# DIRECTIONS
From the data that follows, set down exactly the lines from the one with "According to the upstream classifier, the white multi-storey" through the one with "According to the upstream classifier, the yellow ball at", counting both. Pictures stay out.

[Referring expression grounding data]
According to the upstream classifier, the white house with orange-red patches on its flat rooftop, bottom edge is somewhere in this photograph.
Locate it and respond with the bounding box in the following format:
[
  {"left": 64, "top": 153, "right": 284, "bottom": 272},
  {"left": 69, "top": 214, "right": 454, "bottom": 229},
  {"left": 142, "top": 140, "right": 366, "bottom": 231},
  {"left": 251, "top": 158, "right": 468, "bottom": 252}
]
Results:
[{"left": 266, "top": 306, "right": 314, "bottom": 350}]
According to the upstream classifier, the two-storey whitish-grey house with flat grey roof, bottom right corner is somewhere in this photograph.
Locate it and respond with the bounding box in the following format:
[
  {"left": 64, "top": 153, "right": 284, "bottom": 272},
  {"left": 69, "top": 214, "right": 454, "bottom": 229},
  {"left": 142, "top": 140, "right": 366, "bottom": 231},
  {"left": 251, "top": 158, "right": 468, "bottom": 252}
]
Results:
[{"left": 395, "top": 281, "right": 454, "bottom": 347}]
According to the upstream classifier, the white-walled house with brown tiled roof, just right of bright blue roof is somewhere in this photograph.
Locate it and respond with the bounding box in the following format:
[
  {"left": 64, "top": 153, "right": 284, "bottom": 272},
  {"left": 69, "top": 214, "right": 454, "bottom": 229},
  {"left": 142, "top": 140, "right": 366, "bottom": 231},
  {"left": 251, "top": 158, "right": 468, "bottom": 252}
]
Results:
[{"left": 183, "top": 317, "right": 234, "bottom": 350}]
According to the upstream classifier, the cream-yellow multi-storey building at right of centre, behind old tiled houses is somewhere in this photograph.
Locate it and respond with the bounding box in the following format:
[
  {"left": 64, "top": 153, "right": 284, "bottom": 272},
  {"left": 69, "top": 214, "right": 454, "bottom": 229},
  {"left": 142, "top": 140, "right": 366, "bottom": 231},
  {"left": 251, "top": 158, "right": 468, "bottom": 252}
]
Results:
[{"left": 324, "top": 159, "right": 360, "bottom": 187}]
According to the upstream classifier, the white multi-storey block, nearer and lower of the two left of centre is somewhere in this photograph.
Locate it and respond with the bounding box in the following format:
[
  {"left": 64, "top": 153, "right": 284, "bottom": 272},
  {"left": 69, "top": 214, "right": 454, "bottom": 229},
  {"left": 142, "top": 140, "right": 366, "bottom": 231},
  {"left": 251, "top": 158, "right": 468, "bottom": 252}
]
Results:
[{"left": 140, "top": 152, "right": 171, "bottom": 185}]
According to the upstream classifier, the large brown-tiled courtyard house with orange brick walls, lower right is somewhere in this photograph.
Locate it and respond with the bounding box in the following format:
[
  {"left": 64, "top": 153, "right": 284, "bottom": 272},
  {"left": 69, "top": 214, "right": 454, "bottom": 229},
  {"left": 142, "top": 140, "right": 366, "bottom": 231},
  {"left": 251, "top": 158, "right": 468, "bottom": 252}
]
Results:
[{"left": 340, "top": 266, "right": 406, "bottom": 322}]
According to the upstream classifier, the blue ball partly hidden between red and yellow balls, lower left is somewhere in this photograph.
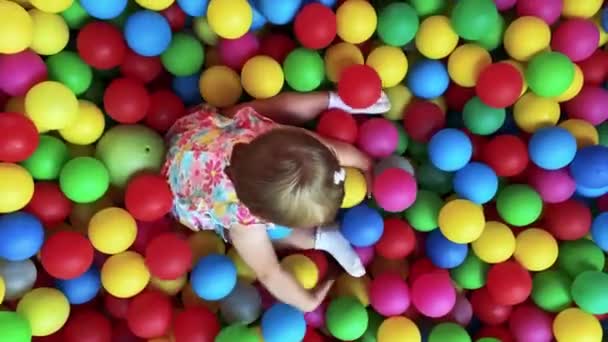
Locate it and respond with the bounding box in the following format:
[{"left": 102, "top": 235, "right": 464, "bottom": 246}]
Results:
[{"left": 55, "top": 266, "right": 101, "bottom": 304}]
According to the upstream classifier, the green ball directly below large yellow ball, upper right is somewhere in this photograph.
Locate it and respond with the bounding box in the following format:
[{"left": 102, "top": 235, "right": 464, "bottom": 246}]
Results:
[{"left": 525, "top": 51, "right": 574, "bottom": 97}]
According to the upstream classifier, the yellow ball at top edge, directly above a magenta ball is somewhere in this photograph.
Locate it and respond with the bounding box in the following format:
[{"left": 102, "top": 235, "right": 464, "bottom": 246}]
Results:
[{"left": 207, "top": 0, "right": 253, "bottom": 39}]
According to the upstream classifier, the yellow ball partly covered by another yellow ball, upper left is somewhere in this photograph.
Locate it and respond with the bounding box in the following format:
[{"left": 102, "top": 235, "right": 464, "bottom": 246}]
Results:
[{"left": 59, "top": 100, "right": 106, "bottom": 145}]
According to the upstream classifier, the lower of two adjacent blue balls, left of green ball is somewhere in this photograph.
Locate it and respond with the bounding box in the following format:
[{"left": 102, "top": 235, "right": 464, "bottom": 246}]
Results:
[{"left": 453, "top": 162, "right": 498, "bottom": 204}]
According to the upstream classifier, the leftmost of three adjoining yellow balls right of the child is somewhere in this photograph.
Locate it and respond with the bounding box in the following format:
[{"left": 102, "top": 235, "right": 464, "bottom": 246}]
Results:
[{"left": 439, "top": 199, "right": 486, "bottom": 243}]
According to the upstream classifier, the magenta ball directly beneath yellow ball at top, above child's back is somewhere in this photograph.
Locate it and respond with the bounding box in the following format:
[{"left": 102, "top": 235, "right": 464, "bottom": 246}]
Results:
[{"left": 217, "top": 32, "right": 260, "bottom": 71}]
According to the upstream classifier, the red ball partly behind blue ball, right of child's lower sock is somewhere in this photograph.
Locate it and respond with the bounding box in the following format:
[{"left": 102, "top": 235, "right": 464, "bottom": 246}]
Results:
[{"left": 375, "top": 218, "right": 416, "bottom": 260}]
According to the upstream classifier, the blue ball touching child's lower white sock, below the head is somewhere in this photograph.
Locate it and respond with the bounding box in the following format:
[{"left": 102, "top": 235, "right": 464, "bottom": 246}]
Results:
[{"left": 340, "top": 204, "right": 384, "bottom": 247}]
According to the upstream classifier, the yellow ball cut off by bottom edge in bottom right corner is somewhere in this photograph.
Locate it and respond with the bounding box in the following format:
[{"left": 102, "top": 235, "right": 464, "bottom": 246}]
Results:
[{"left": 553, "top": 308, "right": 603, "bottom": 342}]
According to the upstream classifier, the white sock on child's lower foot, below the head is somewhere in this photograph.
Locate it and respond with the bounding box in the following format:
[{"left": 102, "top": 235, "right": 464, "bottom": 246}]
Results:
[{"left": 315, "top": 224, "right": 365, "bottom": 277}]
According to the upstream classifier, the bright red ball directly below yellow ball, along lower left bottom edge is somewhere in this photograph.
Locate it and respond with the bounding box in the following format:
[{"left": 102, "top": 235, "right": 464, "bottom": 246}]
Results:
[{"left": 127, "top": 290, "right": 173, "bottom": 338}]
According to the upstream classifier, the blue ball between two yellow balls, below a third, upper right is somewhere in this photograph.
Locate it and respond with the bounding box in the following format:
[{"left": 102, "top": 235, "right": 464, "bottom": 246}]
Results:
[{"left": 407, "top": 59, "right": 450, "bottom": 99}]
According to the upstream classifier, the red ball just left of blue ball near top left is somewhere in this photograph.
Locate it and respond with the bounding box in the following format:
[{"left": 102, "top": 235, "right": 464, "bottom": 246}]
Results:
[{"left": 76, "top": 21, "right": 127, "bottom": 69}]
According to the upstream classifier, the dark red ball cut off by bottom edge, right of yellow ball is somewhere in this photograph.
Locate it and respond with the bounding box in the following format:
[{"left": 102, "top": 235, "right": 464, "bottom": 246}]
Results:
[{"left": 63, "top": 309, "right": 112, "bottom": 342}]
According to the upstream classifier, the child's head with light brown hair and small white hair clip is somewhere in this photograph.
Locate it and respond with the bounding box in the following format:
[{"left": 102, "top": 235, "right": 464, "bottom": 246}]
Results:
[{"left": 230, "top": 128, "right": 344, "bottom": 228}]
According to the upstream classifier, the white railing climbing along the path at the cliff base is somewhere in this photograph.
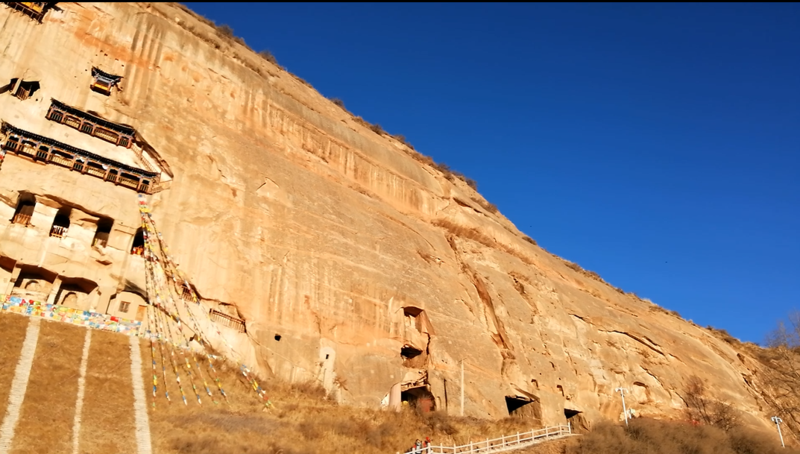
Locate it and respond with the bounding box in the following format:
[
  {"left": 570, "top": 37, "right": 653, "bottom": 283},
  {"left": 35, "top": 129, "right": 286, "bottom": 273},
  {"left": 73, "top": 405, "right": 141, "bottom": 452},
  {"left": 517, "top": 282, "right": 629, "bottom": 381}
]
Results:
[{"left": 405, "top": 423, "right": 572, "bottom": 454}]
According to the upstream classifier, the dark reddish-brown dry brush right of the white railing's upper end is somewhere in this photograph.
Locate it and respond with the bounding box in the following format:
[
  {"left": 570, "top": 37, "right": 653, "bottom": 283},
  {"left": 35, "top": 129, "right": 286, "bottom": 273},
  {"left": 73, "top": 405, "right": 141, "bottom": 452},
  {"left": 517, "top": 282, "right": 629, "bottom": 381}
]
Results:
[{"left": 565, "top": 419, "right": 800, "bottom": 454}]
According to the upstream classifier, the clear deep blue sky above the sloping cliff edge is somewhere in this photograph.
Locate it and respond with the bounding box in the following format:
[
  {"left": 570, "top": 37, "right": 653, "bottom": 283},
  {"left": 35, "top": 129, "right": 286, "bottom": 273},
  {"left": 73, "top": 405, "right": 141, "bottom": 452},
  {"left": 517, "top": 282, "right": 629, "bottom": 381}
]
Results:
[{"left": 187, "top": 3, "right": 800, "bottom": 342}]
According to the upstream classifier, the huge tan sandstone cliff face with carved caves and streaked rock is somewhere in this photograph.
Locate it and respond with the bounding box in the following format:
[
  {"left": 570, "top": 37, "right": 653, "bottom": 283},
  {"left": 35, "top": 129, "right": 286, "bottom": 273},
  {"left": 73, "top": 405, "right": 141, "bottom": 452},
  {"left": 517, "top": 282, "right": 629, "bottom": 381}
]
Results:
[{"left": 0, "top": 3, "right": 780, "bottom": 432}]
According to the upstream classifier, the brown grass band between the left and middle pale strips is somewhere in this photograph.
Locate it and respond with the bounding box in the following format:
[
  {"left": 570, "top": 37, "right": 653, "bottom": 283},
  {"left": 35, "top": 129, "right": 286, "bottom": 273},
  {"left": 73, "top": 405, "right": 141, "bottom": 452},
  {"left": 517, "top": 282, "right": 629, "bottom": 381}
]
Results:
[{"left": 12, "top": 320, "right": 86, "bottom": 453}]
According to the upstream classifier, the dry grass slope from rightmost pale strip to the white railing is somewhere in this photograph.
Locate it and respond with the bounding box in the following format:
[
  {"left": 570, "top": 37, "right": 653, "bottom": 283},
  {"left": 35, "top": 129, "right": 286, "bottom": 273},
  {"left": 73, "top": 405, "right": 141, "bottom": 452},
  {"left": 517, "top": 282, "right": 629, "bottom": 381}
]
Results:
[{"left": 143, "top": 345, "right": 552, "bottom": 454}]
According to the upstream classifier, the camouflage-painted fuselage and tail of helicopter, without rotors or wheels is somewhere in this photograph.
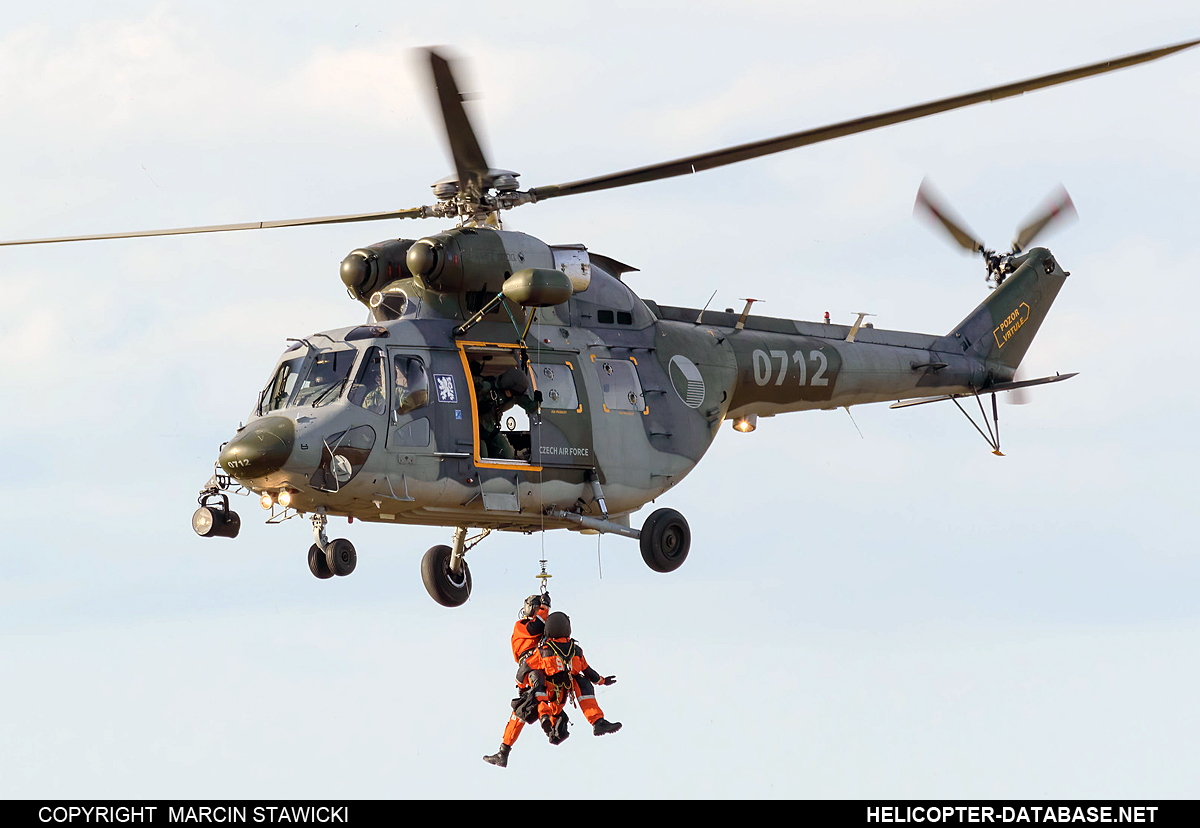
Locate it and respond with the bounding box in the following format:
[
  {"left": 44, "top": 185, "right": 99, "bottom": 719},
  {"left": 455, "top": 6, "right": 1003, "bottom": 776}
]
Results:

# EXERCISE RESULT
According to the upstream classifier, the white multi-storey block, nearer and lower of the two left of centre is somewhere in this photograph.
Locate it and respond with the bounding box in the following format:
[
  {"left": 64, "top": 153, "right": 284, "bottom": 272},
  {"left": 69, "top": 214, "right": 454, "bottom": 229},
  {"left": 142, "top": 140, "right": 366, "bottom": 231},
  {"left": 251, "top": 158, "right": 468, "bottom": 252}
]
Results:
[{"left": 140, "top": 152, "right": 171, "bottom": 185}]
According to the upstream classifier, the large brown-tiled courtyard house with orange brick walls, lower right is somewhere in this photograph.
Locate it and respond with the bounding box in the following format:
[
  {"left": 64, "top": 153, "right": 284, "bottom": 272},
  {"left": 69, "top": 214, "right": 454, "bottom": 229},
  {"left": 142, "top": 140, "right": 366, "bottom": 231},
  {"left": 251, "top": 158, "right": 468, "bottom": 252}
]
Results:
[{"left": 340, "top": 266, "right": 406, "bottom": 322}]
According to the upstream classifier, the blue ball partly hidden between red and yellow balls, lower left is somewhere in this photograph.
Locate it and respond with the bounding box in the following format:
[{"left": 102, "top": 235, "right": 464, "bottom": 246}]
Results:
[{"left": 55, "top": 266, "right": 101, "bottom": 304}]
According to the upstream classifier, the green ball directly below large yellow ball, upper right is somewhere in this photograph.
Locate it and respond with the bounding box in the following format:
[{"left": 102, "top": 235, "right": 464, "bottom": 246}]
Results:
[{"left": 525, "top": 51, "right": 574, "bottom": 97}]
According to the upstream classifier, the yellow ball at top edge, directly above a magenta ball is somewhere in this photograph.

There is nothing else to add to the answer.